++++ FRAGMENTO PARA LEER ++++
12 de julio de 2020

Añoranza de El Espinar


Las palabras y la vida
Alberto Martín Baró

La declaración del estado de alarma por el covid-19 nos cogió a mi mujer y a mí en Madrid, y en Madrid hemos pasado el confinamiento al que las autoridades sanitarias sometieron a la población para intentar preservarla del contagio por el funesto coronavirus.
Hablo en pretérito, pero el causante de la pandemia, de los cientos de miles de infectados y de los fallecimientos cuyo número los responsables del Ministerio de Sanidad aún se resisten a reconocer, sigue activo entre nosotros.
Me cuentan que, la noche en que iban a levantarse las restricciones a la circulación entre distintas comunidades autónomas, el aparcamiento del Alto del León estaba abarrotado de coches que, al dar las doce, salieron de estampía hacia San Rafael y El Espinar. Por circunstancias ajenas a las medidas de prevención del covid-19, mi mujer y yo no hemos podido trasladarnos a nuestra residencia espinariega hasta el viernes de la semana pasada. Conduje con mayor precaución que la habitual, por la falta de práctica al volante debida a la obligada inmovilidad. No veíamos el momento de sentir el abrazo de los añorados montes y pinares.
++++
_DETALLES DEL EJERCICIO_. Extrae completo y sin ningún cambio el texto de arriba sobre la añoranza de El Espinar.
++++ DATOS PROPORCIONADOS ++++
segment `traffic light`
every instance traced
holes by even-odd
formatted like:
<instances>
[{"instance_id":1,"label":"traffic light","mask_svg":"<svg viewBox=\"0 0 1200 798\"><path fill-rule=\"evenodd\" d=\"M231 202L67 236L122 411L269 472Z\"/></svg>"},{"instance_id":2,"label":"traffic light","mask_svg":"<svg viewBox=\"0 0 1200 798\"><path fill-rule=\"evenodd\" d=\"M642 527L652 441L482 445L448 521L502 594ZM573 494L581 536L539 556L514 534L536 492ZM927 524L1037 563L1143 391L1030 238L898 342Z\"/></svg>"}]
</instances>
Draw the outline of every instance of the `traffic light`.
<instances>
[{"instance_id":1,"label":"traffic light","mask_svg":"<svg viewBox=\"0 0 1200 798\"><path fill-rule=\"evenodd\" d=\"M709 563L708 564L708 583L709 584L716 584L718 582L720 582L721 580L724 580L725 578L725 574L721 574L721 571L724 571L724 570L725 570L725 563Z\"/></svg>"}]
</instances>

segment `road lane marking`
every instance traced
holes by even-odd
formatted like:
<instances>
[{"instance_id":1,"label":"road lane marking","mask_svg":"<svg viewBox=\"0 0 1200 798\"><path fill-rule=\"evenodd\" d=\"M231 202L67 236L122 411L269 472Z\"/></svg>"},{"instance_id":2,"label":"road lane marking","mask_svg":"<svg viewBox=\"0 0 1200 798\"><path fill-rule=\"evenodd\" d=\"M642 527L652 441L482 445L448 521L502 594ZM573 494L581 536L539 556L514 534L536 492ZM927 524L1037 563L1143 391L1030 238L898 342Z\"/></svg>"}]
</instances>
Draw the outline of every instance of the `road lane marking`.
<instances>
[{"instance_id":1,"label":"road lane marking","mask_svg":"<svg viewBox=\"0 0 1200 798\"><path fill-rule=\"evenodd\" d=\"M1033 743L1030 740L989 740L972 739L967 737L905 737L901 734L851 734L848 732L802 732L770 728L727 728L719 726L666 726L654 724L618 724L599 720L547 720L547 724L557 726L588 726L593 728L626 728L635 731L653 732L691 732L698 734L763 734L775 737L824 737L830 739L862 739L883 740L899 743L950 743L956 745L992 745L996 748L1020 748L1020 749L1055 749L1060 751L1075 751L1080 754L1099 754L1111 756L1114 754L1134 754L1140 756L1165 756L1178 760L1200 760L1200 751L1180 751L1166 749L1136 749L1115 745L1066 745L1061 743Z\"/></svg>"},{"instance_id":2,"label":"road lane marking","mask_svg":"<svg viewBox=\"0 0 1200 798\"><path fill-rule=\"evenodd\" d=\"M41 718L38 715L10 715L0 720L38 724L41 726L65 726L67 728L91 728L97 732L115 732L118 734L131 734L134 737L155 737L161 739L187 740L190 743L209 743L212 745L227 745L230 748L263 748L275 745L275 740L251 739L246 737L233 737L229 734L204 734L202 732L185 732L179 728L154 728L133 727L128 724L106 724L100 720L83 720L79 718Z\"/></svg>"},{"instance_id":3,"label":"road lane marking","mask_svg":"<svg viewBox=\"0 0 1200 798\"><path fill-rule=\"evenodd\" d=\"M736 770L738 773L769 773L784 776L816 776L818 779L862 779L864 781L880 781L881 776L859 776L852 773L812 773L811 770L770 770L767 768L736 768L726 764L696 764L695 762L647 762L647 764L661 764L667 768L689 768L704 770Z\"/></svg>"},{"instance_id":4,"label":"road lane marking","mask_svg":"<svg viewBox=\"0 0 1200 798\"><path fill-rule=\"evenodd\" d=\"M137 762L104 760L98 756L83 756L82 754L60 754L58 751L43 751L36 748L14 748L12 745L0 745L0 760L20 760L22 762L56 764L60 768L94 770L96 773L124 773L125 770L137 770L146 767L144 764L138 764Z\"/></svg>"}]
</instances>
++++
_RESPUESTA ESCRITA_.
12 de julio de 2020

Añoranza de El Espinar


Las palabras y la vida
Alberto Martín Baró

La declaración del estado de alarma por el covid-19 nos cogió a mi mujer y a mí en Madrid, y en Madrid hemos pasado el confinamiento al que las autoridades sanitarias sometieron a la población para intentar preservarla del contagio por el funesto coronavirus.
Hablo en pretérito, pero el causante de la pandemia, de los cientos de miles de infectados y de los fallecimientos cuyo número los responsables del Ministerio de Sanidad aún se resisten a reconocer, sigue activo entre nosotros.
Me cuentan que, la noche en que iban a levantarse las restricciones a la circulación entre distintas comunidades autónomas, el aparcamiento del Alto del León estaba abarrotado de coches que, al dar las doce, salieron de estampía hacia San Rafael y El Espinar. Por circunstancias ajenas a las medidas de prevención del covid-19, mi mujer y yo no hemos podido trasladarnos a nuestra residencia espinariega hasta el viernes de la semana pasada. Conduje con mayor precaución que la habitual, por la falta de práctica al volante debida a la obligada inmovilidad. No veíamos el momento de sentir el abrazo de los añorados montes y pinares.